----- Source text -----

WARNING – Do not attempt a 3-engine lift-off at computed max effort take-off speed. Increase airspeed as much as possible, to Vmca if able, before attempting lift-off.

Acceleration Check Time (1-1 p. 3-33) – Should be made between brake release and either 120, 110, 100, 90, 80, 70, 60, 50, or 40 knots. Use the highest of these speeds which will not exceed refusal speed – 10 knots (i.e. Vr – 10 Kts). A 3 knot tolerance is applied to the check speed to determine minimum acceptable airspeed.

-Accounting For Wind - Apply 100% of the winds to determine the acceleration check time (1-1 p. 3-12.1 NOTE)

RANGE

Cruise Ceiling (1-1 p. 5-9) – “The altitude at which the maximum rate of climb capability at maximum continuous power and best climb speed is 300 feet per minute.”

Service Ceiling (1-1 p. 5-9) – “The altitude at which the maximum rate of climb capability at maximum continuous power and best climb speed is 100 feet per minute.”

Driftdown Procedure (1-1 p. 5-16) – Maintain level flight until recommended driftdown airspeed is achieved. Then, descend and maintain recommended driftdown airspeed until the rate of descent decreases to 100FPM. From this point, maintain 100FPM until reaching the service ceiling and regain level flight if terrain clearance IS an issue. If terrain clearance is NOT an issue, continue descent at 100FPM to the appropriate cruise ceiling that will provide the best range capability.

-Charts are based on assumption that inoperative engines have propellers feathered and operating engines are set at maximum continuous power.

SEARCH

Search Configuration (1-1 p. 7A-2)

- For low altitudes and gross weights below 110,000 pounds, a flap setting of 30 percent yields the best combination of search speed and fuel flow.

- For low altitudes and gross weights above 110,000 pounds, a flap setting of 45 percent gives best search performance.

- At high altitudes, the flaps-up configuration provides more favorable search performance for all weights.

HELICOPTER AIR REFUELING

Air Refueling Configuration (1-1 p. 7B-1) – All engines operating, 70 percent flaps, gear up, and 2 symmetrically deployed helicopter refueling drogues.

Minimum Recommended Air Refueling Speed (1-1 p. 7B-2)

-105 KIAS for weights up to 145,000 pounds.

-Above 145,000 pounds – See Figure 7B-13

Maximum Refueling Weight (1-1 p. 7B-15, Fig. 7B-13) – 155,000 pounds

70 Percent Flaps Minimum Operating Speed (MOS) (1-1 p. 7B-2) – “That speed which is 3 to 5 knots above airframe buffet with power required for level flight.”

----- Data supplied -----

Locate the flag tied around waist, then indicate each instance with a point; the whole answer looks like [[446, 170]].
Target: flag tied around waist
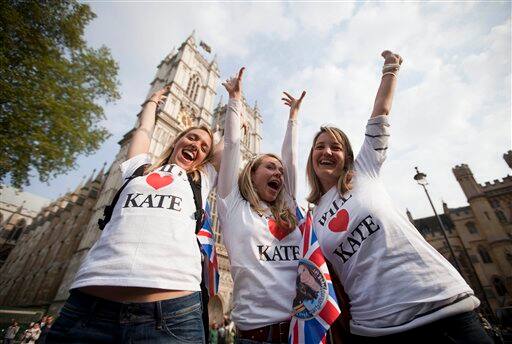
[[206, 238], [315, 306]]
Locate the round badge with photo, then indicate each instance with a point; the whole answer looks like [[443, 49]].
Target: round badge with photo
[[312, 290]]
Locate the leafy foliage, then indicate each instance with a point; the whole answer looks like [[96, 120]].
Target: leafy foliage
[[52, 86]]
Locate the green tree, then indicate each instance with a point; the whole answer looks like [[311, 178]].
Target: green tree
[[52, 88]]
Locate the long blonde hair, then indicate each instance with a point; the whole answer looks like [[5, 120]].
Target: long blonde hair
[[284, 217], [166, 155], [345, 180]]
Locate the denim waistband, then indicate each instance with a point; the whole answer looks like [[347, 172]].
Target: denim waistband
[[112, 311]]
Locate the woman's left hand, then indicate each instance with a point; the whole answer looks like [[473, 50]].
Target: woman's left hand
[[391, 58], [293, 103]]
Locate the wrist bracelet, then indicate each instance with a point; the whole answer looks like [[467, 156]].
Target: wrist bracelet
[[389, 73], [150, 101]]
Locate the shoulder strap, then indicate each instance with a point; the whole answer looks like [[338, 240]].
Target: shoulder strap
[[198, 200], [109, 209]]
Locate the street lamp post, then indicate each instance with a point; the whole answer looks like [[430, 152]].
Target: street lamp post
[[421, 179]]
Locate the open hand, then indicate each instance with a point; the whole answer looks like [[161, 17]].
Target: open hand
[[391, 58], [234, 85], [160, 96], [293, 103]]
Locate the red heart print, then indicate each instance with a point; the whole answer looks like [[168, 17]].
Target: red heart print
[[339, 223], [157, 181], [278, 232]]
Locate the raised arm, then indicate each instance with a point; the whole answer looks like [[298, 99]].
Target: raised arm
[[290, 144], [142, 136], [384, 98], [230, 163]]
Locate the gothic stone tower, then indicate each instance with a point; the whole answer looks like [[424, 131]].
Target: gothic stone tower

-----

* _Required tasks_:
A) Name every section heading written in all capital letters in the aircraft performance notes.
B) Turn the lines of the records, from the line with "Locate the green" to the line with "[[391, 58], [234, 85], [160, 96], [293, 103]]", into a numbered list, both ends included.

* _In response_:
A)
RANGE
SEARCH
HELICOPTER AIR REFUELING

B)
1. Locate the green tree, then indicate each instance with a point; the whole answer looks like [[311, 178]].
2. Target: green tree
3. [[52, 88]]
4. Locate the long blonde hair, then indicate each instance with a point; the whole answer looks like [[5, 120]].
5. Target: long blonde hair
6. [[284, 217], [166, 155], [345, 180]]
7. Locate the denim waistband, then indicate each instance with a point; the whole answer looks like [[347, 172]].
8. Target: denim waistband
9. [[112, 311]]
10. Locate the woman's left hand, then indicate each instance with a point; the whole answer looks like [[473, 50]].
11. Target: woman's left hand
12. [[391, 58], [293, 103]]
13. Locate the wrist bracelet, then indicate each instance with a point; the whole answer looks like [[467, 156]].
14. Target: wrist bracelet
15. [[389, 73], [150, 101]]
16. Locate the shoulder strap, then indicate each instance with a point; the whole answer looks like [[338, 240]].
17. Target: shoulder strap
18. [[198, 200], [109, 209]]
19. Locate the street lamp post, then indicate each instance with a point; the whole answer looks like [[430, 152]].
20. Target: street lamp post
21. [[421, 179]]
22. Locate the open hand, then indicate each instance with a point; the whole answer looks like [[161, 17]].
23. Target: open hand
24. [[391, 58], [234, 85], [160, 96], [293, 103]]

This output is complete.